Saved entries:
++++++
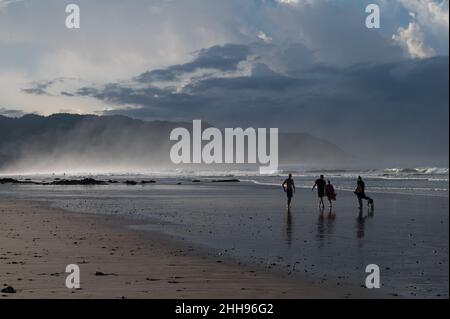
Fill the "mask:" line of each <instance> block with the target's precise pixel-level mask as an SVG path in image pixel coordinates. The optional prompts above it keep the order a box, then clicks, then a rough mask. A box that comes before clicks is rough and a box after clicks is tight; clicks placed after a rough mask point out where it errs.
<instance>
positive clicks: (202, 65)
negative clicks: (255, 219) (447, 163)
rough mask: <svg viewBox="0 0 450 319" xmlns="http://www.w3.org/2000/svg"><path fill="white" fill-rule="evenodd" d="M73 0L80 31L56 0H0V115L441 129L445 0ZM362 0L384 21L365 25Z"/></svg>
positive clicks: (342, 128) (415, 133) (15, 115)
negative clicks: (150, 119) (56, 115)
mask: <svg viewBox="0 0 450 319" xmlns="http://www.w3.org/2000/svg"><path fill="white" fill-rule="evenodd" d="M73 3H77V4H78V5H79V6H80V8H81V29H79V30H69V29H66V28H65V25H64V23H65V19H66V13H65V12H64V11H65V5H66V4H67V3H65V2H64V1H59V0H39V1H37V0H0V92H1V93H0V113H1V114H5V115H8V116H19V115H20V114H21V113H29V112H34V113H38V114H43V115H47V114H52V113H57V112H69V113H96V114H124V115H128V116H132V117H136V118H142V119H166V120H192V119H193V118H201V119H203V120H207V121H210V122H212V123H214V124H217V125H219V126H220V125H223V126H225V125H227V126H228V125H232V126H237V125H255V126H256V125H257V126H262V125H264V126H269V125H270V126H277V127H280V128H281V129H282V130H286V131H315V133H316V135H318V136H323V135H325V137H326V136H327V135H328V136H329V135H334V134H335V133H336V134H337V133H339V134H340V135H339V134H337V135H336V136H340V138H341V139H344V138H348V137H351V136H354V135H355V134H358V135H360V136H361V138H362V139H364V138H365V137H368V138H371V139H372V140H374V139H378V140H379V141H378V142H379V143H383V140H384V139H385V138H386V135H383V134H379V135H377V134H373V130H380V131H383V130H386V134H388V136H389V134H390V135H396V136H400V135H402V136H403V138H410V137H411V134H416V133H417V132H418V131H428V132H431V134H436V136H437V135H442V134H445V133H446V132H447V133H448V118H447V119H443V116H446V115H448V46H449V42H448V41H449V40H448V39H449V12H448V10H449V1H448V0H370V1H369V0H367V1H366V0H357V1H353V0H336V1H330V0H248V1H242V0H226V1H225V0H147V1H144V0H130V1H119V0H107V1H106V0H96V1H87V0H78V1H75V0H74V1H73ZM369 3H376V4H378V5H379V6H380V8H381V28H380V29H368V28H366V26H365V19H366V16H367V14H366V13H365V7H366V5H367V4H369ZM436 121H438V122H436ZM368 123H369V124H368ZM396 128H401V129H400V130H398V131H395V129H396ZM445 135H446V134H445ZM414 137H415V135H414ZM431 137H433V135H431ZM431 137H430V136H428V137H427V138H428V139H429V138H431ZM418 138H419V137H418ZM427 138H424V139H425V141H424V143H427V140H426V139H427ZM331 139H332V138H331ZM442 139H443V137H441V136H440V137H439V138H438V140H439V142H440V141H441V140H442ZM447 141H448V139H447ZM436 147H438V146H436Z"/></svg>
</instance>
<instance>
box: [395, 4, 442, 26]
mask: <svg viewBox="0 0 450 319" xmlns="http://www.w3.org/2000/svg"><path fill="white" fill-rule="evenodd" d="M400 2H401V3H402V4H403V6H404V7H405V8H407V9H408V10H409V11H411V12H413V13H414V15H415V16H416V17H417V20H418V21H419V23H420V24H421V25H422V26H423V27H425V28H428V29H430V30H431V31H433V32H435V33H440V32H446V33H447V34H448V28H449V1H448V0H400Z"/></svg>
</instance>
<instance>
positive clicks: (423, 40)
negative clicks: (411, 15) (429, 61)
mask: <svg viewBox="0 0 450 319" xmlns="http://www.w3.org/2000/svg"><path fill="white" fill-rule="evenodd" d="M392 38H393V39H394V40H395V41H397V42H398V43H400V45H402V47H404V48H405V50H406V52H408V54H409V55H410V56H411V57H412V58H428V57H432V56H434V55H435V54H436V51H435V50H434V49H433V48H429V47H427V45H426V44H425V36H424V34H423V32H422V29H421V27H420V25H419V24H418V23H416V22H410V23H409V24H408V27H407V28H406V29H405V28H402V27H400V28H399V29H398V31H397V34H394V35H393V36H392Z"/></svg>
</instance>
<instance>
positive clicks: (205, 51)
mask: <svg viewBox="0 0 450 319" xmlns="http://www.w3.org/2000/svg"><path fill="white" fill-rule="evenodd" d="M259 45H260V44H255V45H249V46H248V48H247V50H246V51H248V52H252V54H250V55H248V57H247V60H245V61H243V62H245V63H247V64H248V65H250V73H249V74H247V75H238V74H235V75H234V76H229V75H227V74H226V72H224V73H221V72H218V73H211V74H203V75H201V76H199V77H197V78H195V79H194V80H192V81H191V82H189V83H188V84H186V85H184V86H183V88H182V89H181V90H179V91H174V90H173V88H172V87H164V88H163V87H156V86H154V85H153V82H152V81H148V82H145V86H142V83H140V82H134V81H131V82H127V83H125V82H121V83H110V84H108V85H106V86H104V87H103V88H93V87H85V88H82V89H80V90H78V91H77V92H74V93H75V94H76V95H79V96H88V97H90V98H96V99H100V100H102V101H104V102H107V103H113V104H114V105H116V107H114V108H113V109H110V110H108V111H105V112H104V114H122V115H127V116H131V117H136V118H146V119H164V120H168V119H170V120H191V119H195V118H201V119H205V120H207V121H209V122H211V123H213V124H216V125H219V126H228V125H231V126H244V127H245V126H254V127H282V128H283V130H293V131H298V130H301V131H308V132H313V134H315V135H319V136H321V137H325V138H328V139H331V140H333V141H335V142H339V141H342V140H348V139H351V140H352V141H353V143H354V145H357V149H359V148H361V149H363V150H364V151H367V152H370V151H371V150H370V148H373V149H375V148H376V147H381V148H382V149H384V150H386V151H389V152H394V153H395V152H401V151H402V150H403V151H404V149H405V148H406V147H407V145H410V144H408V143H407V144H405V145H404V146H402V145H401V143H403V142H404V141H407V140H409V139H410V140H417V143H418V144H420V145H422V146H423V145H426V144H427V143H429V141H428V140H427V139H428V138H430V136H435V137H436V138H437V139H438V140H441V139H442V140H443V141H441V142H443V143H444V142H445V141H444V140H445V136H446V134H444V133H445V130H446V129H448V121H446V120H445V119H446V115H448V89H447V86H448V58H447V57H437V58H431V59H421V60H411V61H401V62H391V63H385V64H377V63H375V64H374V63H364V64H359V65H354V66H349V67H345V68H341V67H333V66H327V65H323V64H321V63H312V64H309V65H308V67H306V66H305V67H304V68H303V69H301V71H299V72H295V73H292V74H285V73H283V72H282V71H280V70H281V69H280V70H274V69H272V68H270V67H269V66H268V65H267V64H265V63H263V62H262V61H263V59H262V58H261V59H258V58H255V57H253V53H254V52H257V49H258V48H259ZM270 47H271V45H266V46H264V48H265V49H266V50H263V49H262V48H260V49H261V51H270V50H269V49H270ZM211 50H212V51H216V50H217V48H215V47H213V48H211ZM208 51H209V50H208V49H205V50H203V51H202V54H203V55H206V56H207V55H208ZM222 58H224V57H222ZM196 60H197V59H196V58H194V60H193V61H196ZM243 62H241V63H243ZM215 63H217V65H218V66H222V65H223V64H222V63H221V62H220V61H215ZM188 65H189V63H188ZM178 68H179V66H177V69H178ZM181 69H183V70H184V68H181ZM187 69H188V70H189V71H191V68H187ZM170 70H172V67H171V66H169V67H167V68H166V69H160V72H164V71H170ZM223 70H225V71H226V70H228V68H225V69H223ZM223 70H222V71H223ZM144 74H145V73H144ZM178 75H180V74H178ZM137 78H139V77H137ZM152 80H153V81H155V79H152ZM430 101H432V103H431V104H430ZM418 128H420V129H418ZM424 131H427V133H426V134H424V133H423V132H424ZM375 132H376V133H375ZM441 137H442V138H441ZM386 140H389V141H390V142H386ZM401 141H403V142H401ZM399 143H400V144H399ZM432 145H435V143H434V142H433V143H430V146H429V147H430V148H431V147H432ZM416 146H417V145H416ZM361 149H360V150H361ZM434 151H436V150H433V152H434Z"/></svg>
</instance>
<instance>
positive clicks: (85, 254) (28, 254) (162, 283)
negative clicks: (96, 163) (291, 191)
mask: <svg viewBox="0 0 450 319" xmlns="http://www.w3.org/2000/svg"><path fill="white" fill-rule="evenodd" d="M0 216H1V217H0V218H1V219H0V240H1V242H2V246H1V247H0V278H1V281H0V284H1V285H2V289H3V288H5V287H6V286H11V287H13V288H14V289H15V290H16V293H13V294H8V293H2V294H0V298H58V299H59V298H95V299H97V298H157V299H160V298H289V299H296V298H375V297H380V294H379V293H378V292H375V291H373V290H372V291H370V290H368V289H365V288H362V287H355V286H352V285H347V284H345V283H343V284H342V285H341V284H340V285H339V286H336V284H335V283H332V282H331V281H330V282H328V283H321V284H318V283H316V282H315V283H313V282H308V280H305V279H300V278H297V277H289V276H286V275H282V274H277V273H275V272H273V271H268V270H264V269H262V268H261V267H257V266H253V265H244V264H238V263H236V262H232V261H231V260H227V259H225V257H223V258H213V257H211V256H206V255H205V254H202V253H199V252H198V251H195V248H193V247H191V246H189V245H183V244H181V243H175V242H170V241H168V240H166V239H163V238H162V237H161V236H158V234H156V233H152V232H148V231H137V230H132V229H129V228H127V226H128V225H130V223H134V224H135V223H136V222H135V221H133V222H130V221H129V220H126V219H125V218H122V217H116V216H113V217H111V216H102V215H93V214H86V213H81V214H80V213H74V212H68V211H64V210H63V209H60V208H55V207H50V206H49V205H48V204H47V203H43V202H32V201H26V200H2V201H0ZM68 264H77V265H79V267H80V271H81V289H80V290H72V289H68V288H66V287H65V279H66V276H67V275H68V274H66V273H65V272H64V271H65V267H66V266H67V265H68ZM383 297H389V296H383Z"/></svg>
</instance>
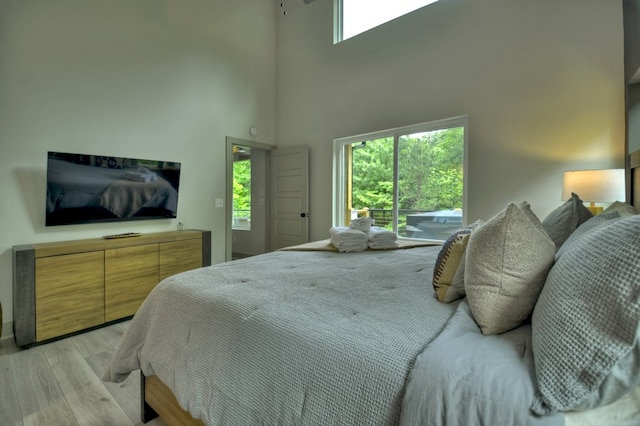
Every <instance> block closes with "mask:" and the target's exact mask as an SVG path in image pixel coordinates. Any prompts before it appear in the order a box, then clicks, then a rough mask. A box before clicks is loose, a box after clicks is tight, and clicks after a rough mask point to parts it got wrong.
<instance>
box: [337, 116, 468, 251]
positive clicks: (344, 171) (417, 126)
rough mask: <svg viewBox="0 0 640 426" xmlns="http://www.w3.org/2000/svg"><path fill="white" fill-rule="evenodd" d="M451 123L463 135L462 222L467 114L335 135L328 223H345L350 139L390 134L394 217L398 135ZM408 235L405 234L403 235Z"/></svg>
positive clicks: (397, 207) (340, 225) (441, 128)
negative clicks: (393, 182) (347, 180)
mask: <svg viewBox="0 0 640 426" xmlns="http://www.w3.org/2000/svg"><path fill="white" fill-rule="evenodd" d="M454 127H462V128H464V138H463V144H464V146H463V160H462V163H463V165H462V167H463V170H464V173H463V176H462V206H463V208H462V223H463V224H466V223H467V220H466V217H467V182H468V173H467V170H468V169H467V162H468V155H467V152H468V140H469V117H468V116H467V115H461V116H457V117H452V118H445V119H441V120H435V121H429V122H424V123H419V124H413V125H409V126H402V127H396V128H392V129H387V130H380V131H376V132H371V133H364V134H360V135H354V136H347V137H343V138H337V139H334V140H333V185H332V186H333V191H332V200H333V205H332V209H331V210H332V217H331V223H332V226H344V224H345V223H347V205H346V203H347V185H346V179H347V176H348V173H349V172H348V165H347V150H346V149H345V147H346V146H347V145H351V144H354V143H358V142H362V141H368V140H374V139H382V138H389V137H393V140H394V155H393V180H394V193H393V212H392V215H393V217H395V218H397V217H398V168H399V163H398V139H399V138H400V137H401V136H407V135H411V134H415V133H424V132H431V131H436V130H445V129H450V128H454ZM393 231H394V232H398V230H397V220H396V221H394V224H393ZM403 238H406V239H409V238H408V237H403Z"/></svg>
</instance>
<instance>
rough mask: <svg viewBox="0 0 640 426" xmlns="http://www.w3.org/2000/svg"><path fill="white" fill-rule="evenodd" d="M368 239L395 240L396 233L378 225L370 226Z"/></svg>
mask: <svg viewBox="0 0 640 426" xmlns="http://www.w3.org/2000/svg"><path fill="white" fill-rule="evenodd" d="M368 237H369V241H375V242H378V241H380V242H382V241H391V242H393V241H396V240H397V239H398V234H396V233H395V232H393V231H389V230H388V229H385V228H380V227H378V226H372V227H371V229H370V230H369V232H368Z"/></svg>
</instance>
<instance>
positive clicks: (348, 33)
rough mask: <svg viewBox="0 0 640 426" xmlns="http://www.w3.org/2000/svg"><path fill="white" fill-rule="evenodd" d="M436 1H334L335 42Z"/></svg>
mask: <svg viewBox="0 0 640 426" xmlns="http://www.w3.org/2000/svg"><path fill="white" fill-rule="evenodd" d="M436 1H438V0H335V5H334V7H335V29H336V30H335V42H336V43H339V42H341V41H343V40H346V39H348V38H351V37H353V36H355V35H358V34H360V33H363V32H365V31H367V30H370V29H371V28H374V27H377V26H378V25H382V24H384V23H385V22H389V21H391V20H393V19H396V18H398V17H400V16H402V15H406V14H407V13H410V12H413V11H414V10H417V9H420V8H422V7H424V6H427V5H429V4H431V3H435V2H436Z"/></svg>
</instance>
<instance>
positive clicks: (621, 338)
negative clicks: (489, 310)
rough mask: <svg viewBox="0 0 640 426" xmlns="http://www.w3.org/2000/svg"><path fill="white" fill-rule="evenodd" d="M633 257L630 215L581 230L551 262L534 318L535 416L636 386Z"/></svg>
mask: <svg viewBox="0 0 640 426" xmlns="http://www.w3.org/2000/svg"><path fill="white" fill-rule="evenodd" d="M578 243H579V244H578ZM638 259H640V215H635V216H629V217H623V218H620V219H614V220H610V221H607V222H605V223H602V224H600V225H599V226H595V227H593V228H592V229H591V230H590V231H588V232H584V233H583V235H582V236H581V237H580V238H577V239H576V242H574V244H572V245H571V246H570V247H568V249H567V250H566V251H564V252H563V253H562V255H561V256H560V257H559V258H558V260H557V261H556V263H555V265H554V266H553V268H552V269H551V271H550V272H549V275H548V277H547V281H546V283H545V285H544V288H543V290H542V292H541V294H540V298H539V299H538V303H537V305H536V307H535V309H534V312H533V318H532V333H533V334H532V338H533V354H534V360H535V367H536V368H535V370H536V376H537V379H538V388H539V392H538V394H537V395H536V398H535V400H534V403H533V405H532V407H531V408H532V409H533V411H534V412H536V413H537V414H541V415H544V414H547V413H551V412H555V411H567V410H573V409H581V408H586V407H596V406H599V405H606V404H608V403H610V402H613V400H615V399H616V398H619V397H620V396H622V395H623V394H624V393H625V392H627V391H628V390H630V389H632V388H633V387H635V386H637V385H638V383H640V364H639V363H638V362H637V361H638V359H640V355H639V354H640V348H639V346H638V345H639V344H640V343H639V342H638V335H639V333H640V262H639V261H638Z"/></svg>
++++++
▶ _Your instructions_:
Go over the data above and copy every line that has the word "after" in it.

▶ _Result for this exercise_:
Fill the "mask:" line of each <instance> block with the target's precise pixel-level mask as an SVG path in image pixel coordinates. The optional prompts above it keep the order a box, then clicks, then a rough mask. A box that comes before clicks is rough and a box after clicks is tight; clicks placed after a rough mask point out where it errs.
Every <instance> block closes with "mask:" and the target's exact mask as an SVG path in image pixel coordinates. Any prompts before it appear in the order a box, then clicks, then a rough mask. A box before clicks is loose, a box after clicks is tight, and clicks after a rough mask point to parts it got wrong.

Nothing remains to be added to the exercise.